According to the passage on serde, what is the main downside of the serde approach?

■ TEXT PROVIDED:
'''
If you need to add additional behavior such as [parsing a string to
markdown](https://github.com/Xe/site/blob/f30057e759c604f7fcc700df6e1cbc6027af45f0/src/app/config/markdown_string.rs),
you can do that with your own implementation of the Deserialize trait.
I do this with the [VODs pages](/vods) in order to define my stream
VOD information in configuration. The markdown inside strings compiles
to the HTML you see [on the VOD
page](https://xeiaso.net/vods/2023/3/cursorless), including the
embedded video on [XeDN](/blog/xedn). This is incredibly valuable to
me and something I really want to keep doing until I figure out how to
switch my site to using something like
[contentlayer](https://www.contentlayer.dev/) and [MDX](https://mdxjs.com/).
All of the VOD information is stored in [Dhall](https://dhall-lang.org/)
(read: JSON with imports, functions, and static types) files. There's Dhall
support for serde with
[serde_dhall](https://docs.rs/serde_dhall/latest/serde_dhall/), which this
website's code uses heavily for all of the static data. This includes
[signalboost entries](/signalboost), [salary
transparency](/salary-transparency) data, [blog series](/blog/series)
metadata, and the [character information sheets](/characters).
## The downsides
It's not all sunshine, puppies and roses though. The main downside to
the serde approach is the fact that it relies on a procedural macro.
Procedural macros are effectively lisp-style "syntax hygenic" macros.
Effectively you can view them as a function that takes in some syntax,
does stuff to it, and then returns the result to be compiled in the
program.
This is how it can derive the serialization/deserialization code, it
takes the tokens that make up the struct type, walks through the
fields, and inserts the correct serialization or deserialization code
so that you can construct values correctly. If it doesn't know how to
deal with a given type, it will blow up at compile-time, meaning that
you may need to resort to [increasingly annoying
hacks](https://serde.rs/remote-derive.html) to get things working.
Pedantically, this whole support works at the language token level, not at the
type level. You need to write wrappers around remote types in order to add
serde support because proc macros don't have access to the tokens that make up
other type definitions. You _could_ do all of this at compile time in theory
with a perfectly spherical compiler that supports type-level metaprogramming,
but the Rust compiler of today can't do that.
When you [write your own procedural
macro](https://doc.rust-lang.org/reference/procedural-macros.html),
you create a separate crate for this. This separate crate is compiled
against a special set of libraries that allow it to take tokens from
the Rust compiler and emit tokens back to the rust compiler. These
compiled proc macros are run as dynamic libraries inside invocations
of the Rust compiler. This means that proc macros can do _anything_ as
the permissions of the Rust compiler, including crashing the compiler,
stealing your SSH key and uploading it to a remote server, running
arbitrary commands with sudo power, and much more.
'''
■ RECORDED DATA:
'''
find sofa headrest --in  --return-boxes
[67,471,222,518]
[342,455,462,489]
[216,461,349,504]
'''
'''
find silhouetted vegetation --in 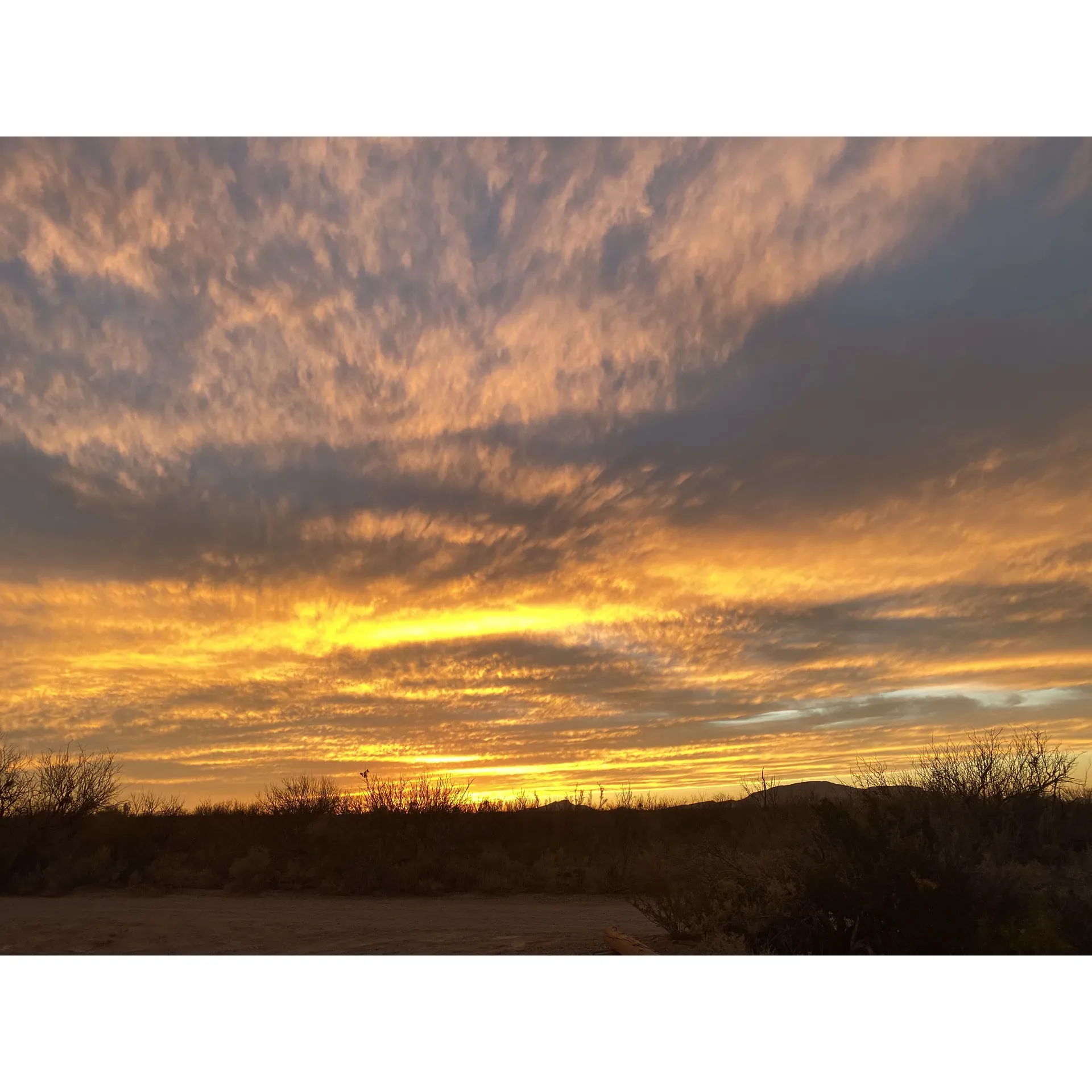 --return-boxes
'''
■ OUTPUT FOR THIS EXERCISE: It relies on a procedural macro.